What you need to do
Rewrite the part of the entries that opens with the line containing "In the photo above, where can the air" and runs through the end of the entries, swapping "record" for "note" wherever it occurs and leaving everything else as it stands.

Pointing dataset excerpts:
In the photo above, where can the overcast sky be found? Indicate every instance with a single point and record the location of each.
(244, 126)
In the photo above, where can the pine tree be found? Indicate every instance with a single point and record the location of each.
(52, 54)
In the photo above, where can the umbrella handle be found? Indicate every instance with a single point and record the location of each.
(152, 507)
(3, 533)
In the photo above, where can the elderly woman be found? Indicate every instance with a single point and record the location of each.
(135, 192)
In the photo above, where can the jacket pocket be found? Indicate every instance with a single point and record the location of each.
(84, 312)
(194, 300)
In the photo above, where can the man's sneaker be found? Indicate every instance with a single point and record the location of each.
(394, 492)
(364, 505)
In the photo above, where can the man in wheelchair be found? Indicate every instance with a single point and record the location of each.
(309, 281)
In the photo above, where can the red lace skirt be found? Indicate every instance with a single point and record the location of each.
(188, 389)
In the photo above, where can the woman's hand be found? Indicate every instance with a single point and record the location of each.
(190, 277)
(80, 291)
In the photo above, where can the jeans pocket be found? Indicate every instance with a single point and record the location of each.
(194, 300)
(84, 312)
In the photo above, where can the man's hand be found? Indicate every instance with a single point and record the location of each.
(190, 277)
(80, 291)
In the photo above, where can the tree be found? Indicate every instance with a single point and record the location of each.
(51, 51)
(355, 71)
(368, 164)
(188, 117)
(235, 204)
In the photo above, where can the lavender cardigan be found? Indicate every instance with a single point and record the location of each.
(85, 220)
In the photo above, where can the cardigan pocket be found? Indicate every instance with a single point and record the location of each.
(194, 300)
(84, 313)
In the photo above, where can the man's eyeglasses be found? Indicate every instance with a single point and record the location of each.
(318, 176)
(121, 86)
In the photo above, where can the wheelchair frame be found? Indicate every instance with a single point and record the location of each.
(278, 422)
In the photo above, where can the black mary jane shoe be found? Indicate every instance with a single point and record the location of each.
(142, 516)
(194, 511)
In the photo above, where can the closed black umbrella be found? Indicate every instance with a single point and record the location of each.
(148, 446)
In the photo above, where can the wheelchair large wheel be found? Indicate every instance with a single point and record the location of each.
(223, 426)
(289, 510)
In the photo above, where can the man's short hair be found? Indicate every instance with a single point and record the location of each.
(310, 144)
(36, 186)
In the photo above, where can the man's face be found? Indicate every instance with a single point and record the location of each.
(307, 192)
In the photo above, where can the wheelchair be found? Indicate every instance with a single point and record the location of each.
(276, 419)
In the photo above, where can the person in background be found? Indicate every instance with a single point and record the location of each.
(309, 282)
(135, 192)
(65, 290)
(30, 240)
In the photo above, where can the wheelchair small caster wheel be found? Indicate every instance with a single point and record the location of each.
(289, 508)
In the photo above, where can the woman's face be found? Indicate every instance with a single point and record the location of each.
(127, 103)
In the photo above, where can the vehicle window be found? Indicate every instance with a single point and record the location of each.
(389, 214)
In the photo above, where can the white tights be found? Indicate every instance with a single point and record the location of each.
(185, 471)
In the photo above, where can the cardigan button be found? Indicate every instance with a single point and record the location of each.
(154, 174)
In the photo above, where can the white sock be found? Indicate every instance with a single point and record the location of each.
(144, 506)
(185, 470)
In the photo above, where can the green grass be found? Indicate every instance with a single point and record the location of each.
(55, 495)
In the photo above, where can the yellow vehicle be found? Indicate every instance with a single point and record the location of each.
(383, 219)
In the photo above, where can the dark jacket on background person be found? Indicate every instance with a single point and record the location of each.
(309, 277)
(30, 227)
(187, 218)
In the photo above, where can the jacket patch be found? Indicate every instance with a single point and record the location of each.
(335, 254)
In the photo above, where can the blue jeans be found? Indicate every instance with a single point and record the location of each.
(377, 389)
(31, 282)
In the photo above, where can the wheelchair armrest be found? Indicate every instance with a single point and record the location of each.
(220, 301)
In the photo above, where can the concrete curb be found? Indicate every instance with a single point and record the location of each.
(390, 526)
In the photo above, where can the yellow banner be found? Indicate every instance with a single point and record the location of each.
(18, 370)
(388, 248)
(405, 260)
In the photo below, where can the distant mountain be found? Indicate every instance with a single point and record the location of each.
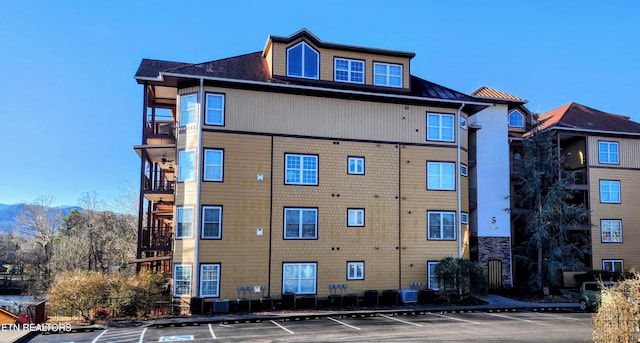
(9, 215)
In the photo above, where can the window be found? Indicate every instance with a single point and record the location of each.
(301, 169)
(440, 127)
(214, 114)
(355, 270)
(300, 223)
(611, 230)
(441, 225)
(612, 265)
(355, 217)
(299, 278)
(516, 119)
(348, 70)
(212, 222)
(441, 176)
(464, 170)
(181, 280)
(184, 215)
(210, 280)
(186, 165)
(302, 61)
(213, 164)
(608, 152)
(610, 191)
(188, 109)
(385, 74)
(433, 279)
(356, 165)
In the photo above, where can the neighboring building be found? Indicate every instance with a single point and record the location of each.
(311, 164)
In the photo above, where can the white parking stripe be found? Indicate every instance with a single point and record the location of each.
(399, 320)
(345, 324)
(508, 317)
(100, 335)
(213, 335)
(282, 327)
(452, 318)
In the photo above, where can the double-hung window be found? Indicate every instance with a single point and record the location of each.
(188, 109)
(387, 74)
(611, 230)
(184, 221)
(211, 222)
(441, 176)
(441, 225)
(299, 278)
(355, 270)
(300, 223)
(610, 191)
(347, 70)
(213, 164)
(214, 114)
(303, 61)
(301, 169)
(440, 127)
(186, 165)
(608, 153)
(181, 280)
(210, 280)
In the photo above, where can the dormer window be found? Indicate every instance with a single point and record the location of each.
(303, 61)
(516, 119)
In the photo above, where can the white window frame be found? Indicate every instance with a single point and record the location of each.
(513, 122)
(610, 196)
(299, 170)
(184, 216)
(211, 166)
(210, 118)
(183, 279)
(605, 153)
(355, 217)
(210, 280)
(350, 70)
(438, 173)
(300, 287)
(441, 228)
(289, 211)
(435, 121)
(612, 263)
(386, 75)
(432, 277)
(186, 165)
(612, 228)
(304, 61)
(355, 165)
(355, 270)
(206, 209)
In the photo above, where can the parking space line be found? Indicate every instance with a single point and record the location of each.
(399, 320)
(508, 317)
(345, 324)
(213, 335)
(100, 335)
(282, 327)
(452, 318)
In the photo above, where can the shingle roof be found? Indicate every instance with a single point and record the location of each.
(577, 116)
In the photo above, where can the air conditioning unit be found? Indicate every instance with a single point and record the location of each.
(408, 295)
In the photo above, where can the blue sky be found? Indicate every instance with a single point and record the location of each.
(71, 110)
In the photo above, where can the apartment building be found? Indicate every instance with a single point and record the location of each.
(311, 164)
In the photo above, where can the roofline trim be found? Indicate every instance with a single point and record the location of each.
(161, 74)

Finished answer
In the photo above, where can the air conditioning unit be found? Indicate every instance with a single point and note the location of each.
(408, 295)
In the photo above, where can the blue sky be found? Indicate every instance with a single point and note the location of each.
(71, 110)
In the photo above, where can the apartment building be found? Indicate every instance with a single point and note the location of each.
(311, 164)
In the photo above, where can the roofline trim be found? Indicate every instance with a single point and note the location of each.
(161, 74)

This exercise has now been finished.